*** Available data ***

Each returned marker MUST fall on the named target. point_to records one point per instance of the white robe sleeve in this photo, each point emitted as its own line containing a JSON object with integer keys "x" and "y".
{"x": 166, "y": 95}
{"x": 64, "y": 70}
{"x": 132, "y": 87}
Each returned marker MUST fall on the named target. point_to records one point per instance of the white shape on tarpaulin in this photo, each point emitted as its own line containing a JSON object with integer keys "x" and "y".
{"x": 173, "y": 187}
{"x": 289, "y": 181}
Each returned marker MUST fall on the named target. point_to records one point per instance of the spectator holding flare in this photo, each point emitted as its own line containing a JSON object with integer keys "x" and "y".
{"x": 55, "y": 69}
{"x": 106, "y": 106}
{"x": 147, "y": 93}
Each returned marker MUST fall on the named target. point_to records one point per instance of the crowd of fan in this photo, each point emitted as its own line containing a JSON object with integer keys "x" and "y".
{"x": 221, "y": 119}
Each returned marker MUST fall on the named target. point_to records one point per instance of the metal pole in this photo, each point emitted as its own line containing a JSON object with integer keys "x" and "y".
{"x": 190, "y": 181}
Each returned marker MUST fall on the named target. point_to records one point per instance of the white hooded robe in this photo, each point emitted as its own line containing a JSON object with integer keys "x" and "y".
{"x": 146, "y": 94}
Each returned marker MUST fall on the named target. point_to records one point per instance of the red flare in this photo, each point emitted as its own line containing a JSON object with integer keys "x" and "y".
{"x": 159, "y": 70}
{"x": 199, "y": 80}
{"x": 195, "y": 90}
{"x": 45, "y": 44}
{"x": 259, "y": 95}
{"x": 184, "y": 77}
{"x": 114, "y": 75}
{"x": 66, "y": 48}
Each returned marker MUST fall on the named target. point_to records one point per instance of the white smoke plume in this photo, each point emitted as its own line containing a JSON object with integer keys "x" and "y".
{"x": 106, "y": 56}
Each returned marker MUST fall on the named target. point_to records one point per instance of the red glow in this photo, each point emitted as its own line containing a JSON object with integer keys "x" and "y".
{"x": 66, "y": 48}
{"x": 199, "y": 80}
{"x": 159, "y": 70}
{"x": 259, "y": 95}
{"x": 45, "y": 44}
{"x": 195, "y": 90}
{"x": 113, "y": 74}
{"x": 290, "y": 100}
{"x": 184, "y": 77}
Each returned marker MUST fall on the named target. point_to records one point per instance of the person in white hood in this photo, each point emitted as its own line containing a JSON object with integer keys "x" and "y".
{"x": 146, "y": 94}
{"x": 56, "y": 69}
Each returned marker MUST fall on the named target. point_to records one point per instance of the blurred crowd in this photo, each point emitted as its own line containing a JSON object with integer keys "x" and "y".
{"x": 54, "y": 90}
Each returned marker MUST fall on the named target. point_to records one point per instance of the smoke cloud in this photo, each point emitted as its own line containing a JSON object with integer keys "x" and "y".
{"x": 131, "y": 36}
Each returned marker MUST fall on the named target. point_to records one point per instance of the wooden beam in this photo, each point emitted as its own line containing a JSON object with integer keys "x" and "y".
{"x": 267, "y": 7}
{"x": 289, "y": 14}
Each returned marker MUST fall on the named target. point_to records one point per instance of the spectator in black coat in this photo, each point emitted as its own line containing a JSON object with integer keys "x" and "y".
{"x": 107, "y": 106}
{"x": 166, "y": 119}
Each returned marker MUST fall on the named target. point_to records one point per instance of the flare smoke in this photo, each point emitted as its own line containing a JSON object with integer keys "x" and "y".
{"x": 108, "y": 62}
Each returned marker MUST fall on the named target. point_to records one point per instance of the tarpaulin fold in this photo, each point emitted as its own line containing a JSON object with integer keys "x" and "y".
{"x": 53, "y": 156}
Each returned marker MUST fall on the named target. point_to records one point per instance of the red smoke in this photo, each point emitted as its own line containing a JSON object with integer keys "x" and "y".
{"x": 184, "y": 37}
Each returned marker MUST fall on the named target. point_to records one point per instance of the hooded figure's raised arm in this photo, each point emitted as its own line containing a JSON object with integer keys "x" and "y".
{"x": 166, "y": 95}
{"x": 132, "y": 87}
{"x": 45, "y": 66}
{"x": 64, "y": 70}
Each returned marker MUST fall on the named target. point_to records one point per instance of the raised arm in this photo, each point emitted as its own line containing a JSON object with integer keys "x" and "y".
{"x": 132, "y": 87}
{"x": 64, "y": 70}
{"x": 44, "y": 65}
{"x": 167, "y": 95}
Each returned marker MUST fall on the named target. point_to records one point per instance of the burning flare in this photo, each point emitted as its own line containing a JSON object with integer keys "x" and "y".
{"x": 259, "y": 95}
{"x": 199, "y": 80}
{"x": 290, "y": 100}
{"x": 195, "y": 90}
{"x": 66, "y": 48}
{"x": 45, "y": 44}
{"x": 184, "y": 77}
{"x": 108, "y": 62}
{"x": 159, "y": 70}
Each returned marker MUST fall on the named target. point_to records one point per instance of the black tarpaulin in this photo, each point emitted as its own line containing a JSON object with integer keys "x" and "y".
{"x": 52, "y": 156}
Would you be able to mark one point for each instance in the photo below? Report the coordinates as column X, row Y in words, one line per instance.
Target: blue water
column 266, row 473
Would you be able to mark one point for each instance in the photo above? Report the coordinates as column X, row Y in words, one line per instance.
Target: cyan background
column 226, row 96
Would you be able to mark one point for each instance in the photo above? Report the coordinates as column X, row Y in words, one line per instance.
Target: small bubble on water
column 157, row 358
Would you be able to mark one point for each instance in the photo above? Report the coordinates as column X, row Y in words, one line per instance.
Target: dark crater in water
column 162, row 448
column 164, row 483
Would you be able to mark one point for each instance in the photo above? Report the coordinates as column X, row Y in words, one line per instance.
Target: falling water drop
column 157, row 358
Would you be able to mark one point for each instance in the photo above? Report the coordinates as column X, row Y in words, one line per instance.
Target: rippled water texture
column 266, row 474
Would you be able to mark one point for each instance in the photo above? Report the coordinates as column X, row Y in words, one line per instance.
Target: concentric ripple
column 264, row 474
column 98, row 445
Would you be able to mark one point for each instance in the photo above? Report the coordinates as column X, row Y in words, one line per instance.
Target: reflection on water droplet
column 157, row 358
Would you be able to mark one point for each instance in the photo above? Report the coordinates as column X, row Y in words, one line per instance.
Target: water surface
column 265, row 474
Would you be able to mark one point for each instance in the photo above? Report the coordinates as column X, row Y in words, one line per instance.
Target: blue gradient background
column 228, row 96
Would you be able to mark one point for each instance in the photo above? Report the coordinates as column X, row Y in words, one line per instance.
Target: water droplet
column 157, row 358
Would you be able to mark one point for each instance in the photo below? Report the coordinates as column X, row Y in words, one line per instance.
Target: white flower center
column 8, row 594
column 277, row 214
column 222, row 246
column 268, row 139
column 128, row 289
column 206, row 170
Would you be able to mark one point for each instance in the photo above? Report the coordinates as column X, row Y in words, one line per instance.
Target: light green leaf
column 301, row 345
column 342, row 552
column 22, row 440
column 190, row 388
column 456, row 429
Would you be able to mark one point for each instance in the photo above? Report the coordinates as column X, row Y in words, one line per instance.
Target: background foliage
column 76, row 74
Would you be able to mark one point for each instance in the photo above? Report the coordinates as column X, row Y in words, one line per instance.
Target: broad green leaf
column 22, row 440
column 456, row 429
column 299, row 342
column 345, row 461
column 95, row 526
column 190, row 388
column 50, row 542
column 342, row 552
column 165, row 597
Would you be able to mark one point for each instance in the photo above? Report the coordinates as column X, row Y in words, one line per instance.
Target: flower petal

*** End of Available data ***

• [Action item]: In full and word for word, give the listing above again.

• [Result for this task]:
Each returned marker MUST fall on the named target. point_to records one point per instance of the white robe sleeve in this photo, each point emitted as its own line containing a JSON object with integer keys "x" and "y".
{"x": 166, "y": 95}
{"x": 64, "y": 70}
{"x": 132, "y": 87}
Each returned marker MUST fall on the named target. point_to records one point per instance of the white shape on tarpaulin in this photo, each point emitted as its own line containing a JSON object with integer keys "x" and "y".
{"x": 173, "y": 187}
{"x": 289, "y": 181}
Each returned marker MUST fall on the named target. point_to records one point per instance of the spectator holding flare in this photo, each point emitted as its own line containing a JSON object with integer keys "x" and "y".
{"x": 55, "y": 69}
{"x": 106, "y": 106}
{"x": 147, "y": 93}
Each returned marker MUST fall on the named target. point_to records one point per instance of the crowd of fan in this photo, each point emitted as its own line containing a JSON object with integer keys "x" and "y".
{"x": 221, "y": 119}
Each returned marker MUST fall on the named target. point_to records one point per instance of the metal pole in this photo, each point emitted as its own line containing a JSON object with integer keys "x" and "y".
{"x": 190, "y": 181}
Each returned marker MUST fall on the named target. point_to records one point per instance of the white hooded robe in this photo, each point emitted as its own line containing a JSON object with integer keys "x" and "y".
{"x": 146, "y": 94}
Each returned marker MUST fall on the named target. point_to records one point per instance of the red flare in this photo, each point emitted as its own line containing a JSON object with integer keys "x" and "y".
{"x": 159, "y": 70}
{"x": 199, "y": 80}
{"x": 195, "y": 90}
{"x": 45, "y": 44}
{"x": 259, "y": 95}
{"x": 184, "y": 77}
{"x": 114, "y": 75}
{"x": 66, "y": 48}
Each returned marker MUST fall on the named target. point_to records one point per instance of the white smoke plume in this photo, each point emitted as its own line containing a JSON object with integer keys "x" and "y".
{"x": 106, "y": 56}
Each returned marker MUST fall on the named target. point_to records one point per instance of the red glow in this photo, each point emitted as its own line containing a JSON object with integer keys "x" and "y".
{"x": 66, "y": 48}
{"x": 199, "y": 80}
{"x": 159, "y": 70}
{"x": 259, "y": 95}
{"x": 45, "y": 44}
{"x": 195, "y": 90}
{"x": 113, "y": 74}
{"x": 290, "y": 100}
{"x": 184, "y": 77}
Each returned marker MUST fall on the named target. point_to records one point per instance of the person in white hood in this photo, each point emitted as its own line containing a JSON object with integer keys "x" and "y".
{"x": 146, "y": 94}
{"x": 56, "y": 69}
Each returned marker MUST fall on the named target. point_to records one point per instance of the blurred crowd in this photo, each point emitted as its own line containing a JSON object with integer keys "x" and "y".
{"x": 54, "y": 90}
Each returned marker MUST fall on the named target. point_to records one point per instance of the smoke cloud in this photo, each point emitted as its own line containing a JSON object with integer keys "x" and "y".
{"x": 131, "y": 36}
Each returned marker MUST fall on the named target. point_to records one point per instance of the wooden beam in this photo, each point emitted as its own line containing a JSON object with integer keys "x" and "y".
{"x": 267, "y": 7}
{"x": 289, "y": 14}
Each returned marker MUST fall on the named target. point_to records one point per instance of the spectator in black coat in this photo, each point emitted as its own line containing a JSON object with integer keys "x" and "y".
{"x": 107, "y": 106}
{"x": 166, "y": 119}
Each returned marker MUST fall on the named target. point_to records one point per instance of the flare smoke in this photo, each point emitted as its own line containing a JSON object with integer keys "x" and "y".
{"x": 108, "y": 62}
Each returned marker MUST fall on the named target. point_to records one point per instance of the tarpaulin fold in this photo, each point emitted as its own line containing a JSON object with integer keys "x" and "y".
{"x": 53, "y": 156}
Each returned marker MUST fall on the named target. point_to records one point per instance of the red smoke in this photo, each point emitted as its own line containing a JSON object with integer keys "x" and "y".
{"x": 184, "y": 37}
Each returned marker MUST fall on the named target. point_to records one point per instance of the hooded figure's raised arm in this photo, each point emitted as its own line containing a JSON object with integer keys "x" and "y".
{"x": 166, "y": 95}
{"x": 132, "y": 87}
{"x": 45, "y": 66}
{"x": 64, "y": 70}
Each returned marker MUST fall on the named target. point_to records one point per instance of the raised arm in this photo, each point emitted as its own line containing a JSON object with integer keys "x" and "y".
{"x": 132, "y": 87}
{"x": 64, "y": 70}
{"x": 44, "y": 65}
{"x": 167, "y": 95}
Each returned marker MUST fall on the named target. point_to records one point per instance of the burning flare in this photo, each point emitted as its own line containing a JSON object with integer keys "x" and "y".
{"x": 259, "y": 95}
{"x": 199, "y": 80}
{"x": 290, "y": 100}
{"x": 195, "y": 90}
{"x": 66, "y": 48}
{"x": 45, "y": 44}
{"x": 184, "y": 77}
{"x": 108, "y": 62}
{"x": 159, "y": 70}
Each returned marker MUST fall on the named target. point_to records one point per instance of the black tarpaulin in this photo, each point emitted as its own line containing a JSON object with integer keys "x" and "y".
{"x": 52, "y": 156}
Would you be able to mark one point for each instance in the photo below? Report the coordinates as column X, row Y in words, one line per instance.
Target: blue water
column 266, row 473
Would you be able to mark one point for each instance in the photo above? Report the coordinates as column X, row Y in words, one line per instance.
Target: cyan background
column 226, row 96
Would you be able to mark one point for each instance in the photo above? Report the coordinates as column X, row Y in words, one line per instance.
Target: small bubble on water
column 157, row 358
Would you be able to mark one point for each instance in the photo above? Report the coordinates as column X, row Y in words, one line per instance.
Target: dark crater in water
column 162, row 448
column 164, row 483
Would you be able to mark one point for each instance in the photo above? Report the coordinates as column X, row Y in words, one line per instance.
Target: falling water drop
column 157, row 358
Would you be able to mark one point for each instance in the photo above? Report the coordinates as column X, row Y in words, one line per instance.
Target: rippled water texture
column 266, row 474
Would you be able to mark one point for each instance in the photo above? Report the coordinates as column X, row Y in words, one line per instance.
Target: concentric ripple
column 264, row 474
column 98, row 445
Would you be able to mark one point for each instance in the photo above? Report the coordinates as column X, row Y in words, one line per instance.
Target: reflection on water droplet
column 157, row 358
Would you be able to mark one point for each instance in the photo above? Report the coordinates as column X, row Y in words, one line per instance.
Target: water surface
column 265, row 474
Would you be able to mark one point for each instance in the photo above? Report the coordinates as column X, row Y in words, one line per instance.
Target: blue gradient background
column 228, row 96
Would you be able to mark one point for each instance in the photo above? Report the coordinates as column X, row Y in words, one line per instance.
Target: water droplet
column 157, row 358
Would you be able to mark one point for each instance in the photo below? Report the coordinates as column X, row Y in words, one line per instance.
Target: white flower center
column 8, row 594
column 277, row 214
column 222, row 246
column 268, row 139
column 128, row 289
column 206, row 170
Would you be able to mark one point for each instance in the photo above? Report the coordinates as column X, row Y in words, one line per instance.
Target: light green leaf
column 301, row 345
column 342, row 552
column 22, row 440
column 190, row 388
column 456, row 429
Would you be able to mark one point for each instance in the photo above? Report the coordinates as column X, row Y in words, one line per instance.
Target: background foliage
column 76, row 74
Would you be able to mark one point for each instance in the photo above? Report the coordinates as column X, row Y in words, one line per instance.
Target: broad green leaf
column 22, row 440
column 456, row 429
column 299, row 342
column 345, row 461
column 95, row 526
column 190, row 388
column 50, row 542
column 342, row 552
column 165, row 597
Would you be able to mark one point for each instance in the photo above? Report the coordinates as column X, row Y in words, one line per instance.
Target: flower petal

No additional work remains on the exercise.